Turn the entries from the line holding "Wanted | a point on the seashell, one" through the end of the entries, inclusive, into a two-column CSV with the headers entry_text and answer. Give one row per entry, put each field in quotes, and replace line breaks with spaces.

Entries from a pointing dataset:
- - - - - - -
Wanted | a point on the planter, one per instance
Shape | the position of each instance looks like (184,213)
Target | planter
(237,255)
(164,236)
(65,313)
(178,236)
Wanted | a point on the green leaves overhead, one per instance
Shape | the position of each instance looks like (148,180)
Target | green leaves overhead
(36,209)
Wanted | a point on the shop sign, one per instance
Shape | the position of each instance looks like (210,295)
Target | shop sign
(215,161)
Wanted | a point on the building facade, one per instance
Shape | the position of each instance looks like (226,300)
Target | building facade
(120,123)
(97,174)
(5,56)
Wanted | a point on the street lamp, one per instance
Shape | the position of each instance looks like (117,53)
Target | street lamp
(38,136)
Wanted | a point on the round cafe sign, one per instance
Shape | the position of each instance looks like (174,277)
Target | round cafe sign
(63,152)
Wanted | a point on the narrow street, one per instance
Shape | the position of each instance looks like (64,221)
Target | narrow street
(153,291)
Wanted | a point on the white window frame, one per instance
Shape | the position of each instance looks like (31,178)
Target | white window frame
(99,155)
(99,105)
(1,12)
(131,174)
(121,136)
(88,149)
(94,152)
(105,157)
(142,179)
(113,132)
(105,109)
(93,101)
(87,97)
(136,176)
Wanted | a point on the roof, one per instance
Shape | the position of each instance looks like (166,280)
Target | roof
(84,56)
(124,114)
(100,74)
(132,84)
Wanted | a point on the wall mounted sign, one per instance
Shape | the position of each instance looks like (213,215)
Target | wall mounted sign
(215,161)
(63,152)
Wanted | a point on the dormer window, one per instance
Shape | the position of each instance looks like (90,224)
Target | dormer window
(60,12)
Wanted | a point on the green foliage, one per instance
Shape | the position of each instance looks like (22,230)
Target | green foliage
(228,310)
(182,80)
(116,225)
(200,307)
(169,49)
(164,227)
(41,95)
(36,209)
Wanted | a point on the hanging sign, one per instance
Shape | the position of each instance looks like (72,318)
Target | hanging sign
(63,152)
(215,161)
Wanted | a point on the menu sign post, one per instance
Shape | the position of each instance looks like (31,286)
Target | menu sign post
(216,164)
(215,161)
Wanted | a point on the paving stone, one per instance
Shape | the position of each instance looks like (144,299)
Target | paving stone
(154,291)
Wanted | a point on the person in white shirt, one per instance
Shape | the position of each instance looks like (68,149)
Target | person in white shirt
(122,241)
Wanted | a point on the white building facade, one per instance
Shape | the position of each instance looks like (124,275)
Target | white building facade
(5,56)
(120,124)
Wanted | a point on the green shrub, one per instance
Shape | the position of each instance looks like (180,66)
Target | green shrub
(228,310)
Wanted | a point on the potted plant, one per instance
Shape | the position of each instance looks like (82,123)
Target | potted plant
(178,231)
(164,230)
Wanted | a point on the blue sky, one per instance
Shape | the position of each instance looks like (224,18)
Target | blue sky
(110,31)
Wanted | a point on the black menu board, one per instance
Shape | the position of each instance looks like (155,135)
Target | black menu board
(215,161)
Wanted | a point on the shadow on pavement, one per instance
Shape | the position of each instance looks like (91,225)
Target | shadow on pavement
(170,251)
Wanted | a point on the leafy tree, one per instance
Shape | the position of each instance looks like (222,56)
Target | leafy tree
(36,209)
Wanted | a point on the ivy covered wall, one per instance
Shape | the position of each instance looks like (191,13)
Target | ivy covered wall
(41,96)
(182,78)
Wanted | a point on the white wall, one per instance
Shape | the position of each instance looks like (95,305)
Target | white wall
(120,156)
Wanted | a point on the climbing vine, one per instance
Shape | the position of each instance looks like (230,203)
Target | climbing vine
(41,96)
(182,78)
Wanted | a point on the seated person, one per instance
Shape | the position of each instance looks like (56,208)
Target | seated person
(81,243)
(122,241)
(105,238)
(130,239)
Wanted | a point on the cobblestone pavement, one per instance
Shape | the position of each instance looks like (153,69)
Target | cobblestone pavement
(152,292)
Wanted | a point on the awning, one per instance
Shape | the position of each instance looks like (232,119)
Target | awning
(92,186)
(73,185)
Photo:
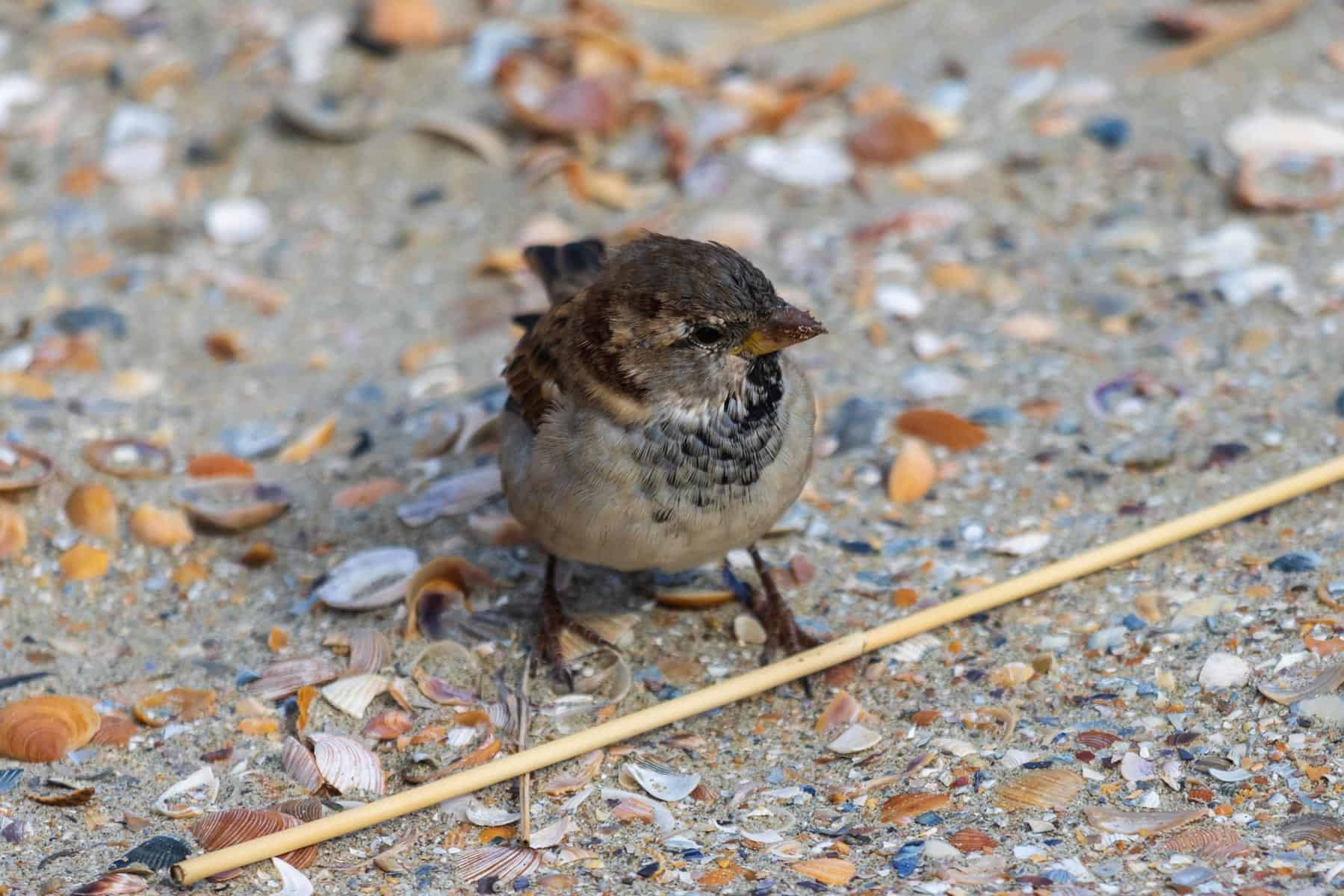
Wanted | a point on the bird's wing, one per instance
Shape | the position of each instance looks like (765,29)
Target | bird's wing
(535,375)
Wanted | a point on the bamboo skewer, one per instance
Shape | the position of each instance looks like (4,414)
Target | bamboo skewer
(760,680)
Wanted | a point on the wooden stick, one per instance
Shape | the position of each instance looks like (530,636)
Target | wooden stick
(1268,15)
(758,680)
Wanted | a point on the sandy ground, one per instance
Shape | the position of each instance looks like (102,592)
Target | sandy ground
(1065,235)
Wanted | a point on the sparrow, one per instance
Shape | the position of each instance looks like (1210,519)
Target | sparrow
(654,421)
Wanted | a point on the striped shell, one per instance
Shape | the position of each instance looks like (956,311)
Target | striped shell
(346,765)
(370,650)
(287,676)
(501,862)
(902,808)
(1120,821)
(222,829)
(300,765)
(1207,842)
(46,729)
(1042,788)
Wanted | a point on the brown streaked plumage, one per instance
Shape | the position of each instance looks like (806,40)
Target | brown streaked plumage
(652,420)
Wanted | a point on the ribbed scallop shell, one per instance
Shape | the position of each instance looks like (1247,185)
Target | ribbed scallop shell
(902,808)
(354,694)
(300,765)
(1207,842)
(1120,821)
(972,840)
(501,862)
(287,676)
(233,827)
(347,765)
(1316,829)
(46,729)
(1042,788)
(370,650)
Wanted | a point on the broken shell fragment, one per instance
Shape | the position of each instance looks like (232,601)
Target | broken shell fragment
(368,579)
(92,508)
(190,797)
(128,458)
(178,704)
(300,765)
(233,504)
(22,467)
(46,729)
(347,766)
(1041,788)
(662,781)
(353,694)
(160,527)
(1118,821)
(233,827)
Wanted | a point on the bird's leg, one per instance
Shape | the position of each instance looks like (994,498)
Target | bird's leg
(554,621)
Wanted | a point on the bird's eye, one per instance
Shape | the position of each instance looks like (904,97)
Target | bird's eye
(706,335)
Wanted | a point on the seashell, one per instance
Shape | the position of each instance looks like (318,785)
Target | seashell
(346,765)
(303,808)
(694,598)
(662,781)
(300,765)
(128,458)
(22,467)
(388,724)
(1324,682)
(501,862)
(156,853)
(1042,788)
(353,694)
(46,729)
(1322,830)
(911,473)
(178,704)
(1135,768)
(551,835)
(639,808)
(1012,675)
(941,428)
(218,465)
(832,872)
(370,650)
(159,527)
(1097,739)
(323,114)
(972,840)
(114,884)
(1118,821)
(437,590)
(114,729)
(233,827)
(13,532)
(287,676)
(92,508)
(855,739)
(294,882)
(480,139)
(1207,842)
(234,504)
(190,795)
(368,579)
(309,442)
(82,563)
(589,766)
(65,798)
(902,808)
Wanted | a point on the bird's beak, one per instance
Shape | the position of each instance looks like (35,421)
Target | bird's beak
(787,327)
- - - - - - -
TASK RESPONSE =
entry_text,answer
"Wanted | a point on the seashell, one per instance Shape | the position of each instance looks like (318,785) Target | seashell","(346,765) (303,808) (694,598) (662,781) (300,765) (128,458) (22,467) (388,724) (1324,682) (501,862) (156,853) (1042,788) (353,694) (46,729) (1322,830) (911,473) (178,704) (1135,768) (551,835) (639,808) (1012,675) (941,428) (218,465) (832,872) (370,650) (159,527) (1097,739) (323,114) (972,840) (114,884) (1118,821) (437,590) (114,729) (233,827) (13,532) (287,676) (92,508) (855,739) (294,882) (480,139) (1207,842) (234,504) (190,795) (368,579) (309,442) (82,563) (589,766) (65,798) (902,808)"
"Wanted | a point on the bird's beak, one per instance Shape | the position of each instance looks like (35,421) Target | bird's beak","(787,327)"